## [Passage given]
————————
GKE Best Practices for Optimal Performance

GKE Best Practices

What is GKE?

Google Kubernetes Engine is Google Cloud’s managed Kubernetes service — Google manages the control plane, you manage the worker nodes (or let Autopilot manage everything).

GKE Modes:
┌─────────────────────────────────────────────────────────────┐
│ Standard Mode │ Autopilot Mode │
│ ───────────── │ ─────────────── │
│ You manage node pools │ Google manages everything │
│ You choose machine types │ Pay per pod not node │
│ Full node customization │ No node management │
│ More control │ More managed/serverless │
│ Best for: complex workloads│ Best for: simplicity │
└─────────────────────────────────────────────────────────────┘

1. Cluster Architecture Best Practices

Use Regional Clusters (Not Zonal)
# ❌ Zonal — single point of failure
gcloud container clusters create my-cluster \
--zone us-central1-a
# ✅ Regional — control plane + nodes across 3 zones
gcloud container clusters create my-cluster \
--region us-central1 \
--num-nodes 2 # 2 per zone = 6 total nodes
Zonal Cluster: Regional Cluster:
us-central1-a us-central1-a us-central1-b us-central1-c
control plane control control control
node node node plane plane plane
node node node node node node
Zone fails = cluster down Zone fails = cluster healthy
Separate Node Pools by Workload Type
# System node pool — for cluster components
gcloud container node-pools create system-pool \
--cluster my-cluster \
--region us-central1 \
--machine-type n2-standard-2 \
--num-nodes 1 \
--node-taints CriticalAddonsOnly=true:NoSchedule \
--node-labels pool=system
# Application node pool — for your apps
gcloud container node-pools create app-pool \
--cluster my-cluster \
--region us-central1 \
--machine-type n2-standard-4 \
--num-nodes 2 \
--enable-autoscaling \
--min-nodes 1 \
--max-nodes 10 \
--node-labels pool=application
# GPU node pool — for ML workloads
gcloud container node-pools create gpu-pool \
--cluster my-cluster \
--region us-central1 \
--machine-type n1-standard-4 \
--accelerator type=nvidia-tesla-t4,count=1 \
--num-nodes 0 \
--enable-autoscaling \
--min-nodes 0 \
--max-nodes 5 \
--node-taints nvidia.com/gpu=present:NoSchedule
# Spot node pool — for batch / fault-tolerant workloads
gcloud container node-pools create spot-pool \
--cluster my-cluster \
--region us-central1 \
--machine-type n2-standard-4 \
--spot \
--enable-autoscaling \
--min-nodes 0 \
--max-nodes 20
Terraform Cluster Setup
# main.tf
resource "google_container_cluster" "primary" {
name = "prod-cluster"
————————
## [Provided information]
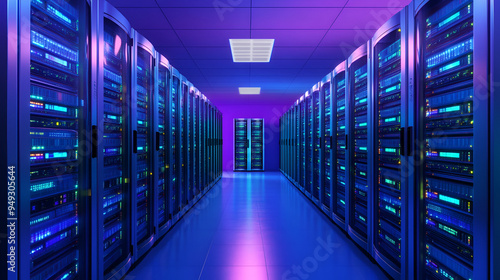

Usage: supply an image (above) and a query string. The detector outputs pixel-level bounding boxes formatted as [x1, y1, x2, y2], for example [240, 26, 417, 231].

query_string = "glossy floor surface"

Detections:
[125, 172, 387, 280]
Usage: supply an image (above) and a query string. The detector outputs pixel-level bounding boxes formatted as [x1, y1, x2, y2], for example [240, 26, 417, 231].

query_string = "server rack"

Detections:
[369, 8, 413, 279]
[169, 67, 182, 217]
[292, 100, 300, 185]
[320, 73, 334, 214]
[179, 76, 190, 208]
[332, 61, 349, 230]
[233, 119, 266, 171]
[346, 42, 372, 252]
[410, 0, 490, 279]
[310, 84, 323, 205]
[131, 31, 155, 259]
[234, 119, 249, 172]
[92, 1, 133, 279]
[304, 92, 314, 197]
[153, 53, 172, 240]
[186, 84, 196, 203]
[192, 90, 201, 197]
[17, 0, 94, 279]
[299, 94, 307, 191]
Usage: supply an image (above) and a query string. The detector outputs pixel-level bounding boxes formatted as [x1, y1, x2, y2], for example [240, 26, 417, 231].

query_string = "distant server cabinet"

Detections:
[410, 0, 490, 279]
[346, 42, 373, 251]
[370, 8, 413, 278]
[234, 119, 266, 171]
[93, 1, 135, 279]
[130, 29, 155, 259]
[14, 0, 92, 279]
[310, 84, 323, 204]
[319, 73, 335, 213]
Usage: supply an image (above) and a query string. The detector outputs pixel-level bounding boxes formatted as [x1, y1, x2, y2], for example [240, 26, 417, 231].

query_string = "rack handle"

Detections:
[399, 127, 406, 156]
[156, 132, 160, 151]
[92, 125, 98, 158]
[133, 130, 137, 154]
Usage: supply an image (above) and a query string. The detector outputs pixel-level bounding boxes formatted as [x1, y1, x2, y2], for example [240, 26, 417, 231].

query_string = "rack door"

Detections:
[132, 41, 154, 253]
[26, 0, 90, 279]
[373, 29, 406, 272]
[98, 14, 131, 278]
[234, 119, 249, 171]
[250, 120, 264, 170]
[349, 56, 368, 242]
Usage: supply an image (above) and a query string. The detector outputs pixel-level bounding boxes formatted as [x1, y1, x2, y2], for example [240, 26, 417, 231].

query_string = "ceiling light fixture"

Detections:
[239, 87, 260, 95]
[229, 39, 274, 62]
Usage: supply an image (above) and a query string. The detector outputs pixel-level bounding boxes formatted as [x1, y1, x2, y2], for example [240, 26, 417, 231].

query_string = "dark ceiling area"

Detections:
[105, 0, 410, 105]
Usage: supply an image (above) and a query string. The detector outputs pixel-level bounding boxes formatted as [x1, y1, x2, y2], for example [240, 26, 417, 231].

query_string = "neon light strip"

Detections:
[439, 12, 460, 27]
[439, 194, 460, 205]
[439, 152, 460, 158]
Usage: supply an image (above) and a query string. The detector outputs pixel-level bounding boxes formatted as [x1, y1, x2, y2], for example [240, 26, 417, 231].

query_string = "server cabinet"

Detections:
[310, 84, 323, 203]
[332, 61, 349, 230]
[346, 42, 372, 251]
[192, 90, 201, 199]
[320, 73, 334, 216]
[299, 95, 307, 191]
[233, 119, 266, 171]
[250, 119, 264, 170]
[17, 0, 95, 279]
[293, 100, 300, 186]
[234, 119, 249, 172]
[179, 76, 189, 207]
[304, 92, 314, 197]
[369, 8, 413, 279]
[410, 0, 490, 279]
[186, 84, 196, 203]
[202, 96, 209, 190]
[169, 67, 182, 217]
[153, 53, 172, 236]
[131, 31, 155, 259]
[93, 1, 133, 279]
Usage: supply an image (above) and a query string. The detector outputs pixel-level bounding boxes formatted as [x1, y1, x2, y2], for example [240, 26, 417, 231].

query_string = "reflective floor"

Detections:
[125, 172, 387, 280]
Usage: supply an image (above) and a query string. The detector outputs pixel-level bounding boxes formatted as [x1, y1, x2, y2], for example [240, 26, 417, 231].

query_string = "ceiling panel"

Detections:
[162, 8, 250, 30]
[252, 8, 342, 29]
[119, 8, 172, 29]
————————
## [List of tasks]
• a. In the GKE best practices text, how many nodes in total does the regional cluster command with --num-nodes 2 create?
• b. Continue the GKE best practices text from the point where it stops.

## [Answers below]
• a. Six nodes, two in each of the three zones.

• b.
location = "us-central1" # regional
# Remove default node pool — use custom ones
remove_default_node_pool = true
initial_node_count = 1
# Networking
network = google_compute_network.vpc.name
subnetwork = google_compute_subnetwork.subnet.name
networking_config {
enable_intra_node_visibility = true
}
ip_allocation_policy {
cluster_secondary_range_name = "pods"
services_secondary_range_name = "services"
}
# Private cluster — no public node IPs
private_cluster_config {
enable_private_nodes = true
enable_private_endpoint = false
master_ipv4_cidr_block = "172.16.0.0/28"
}
# Authorized networks for control plane access
master_authorized_networks_config {
cidr_blocks {
cidr_block = "10.0.0.0/8"
display_name = "internal"
}
cidr_blocks {
cidr_block = var.office_ip
display_name = "office"
}
}
# Security
workload_identity_config {
workload_pool = "${var.project_id}.svc.id.goog"
}
# Enable addons
addons_config {
horizontal_pod_autoscaling { disabled = false }
http_load_balancing { disabled = false }
network_policy_addon { disabled = false }
gce_persistent_disk_csi_driver_config { enabled = true }
gcs_fuse_csi_driver_config { enabled = true }
}
# Enable network policy
network_policy {
enabled = true
provider = "CALICO"
}
# Cluster autoscaling
cluster_autoscaling {
enabled = true
resource_limits {
resource_type = "cpu"
minimum = 4
maximum = 100
}
resource_limits {
resource_type = "memory"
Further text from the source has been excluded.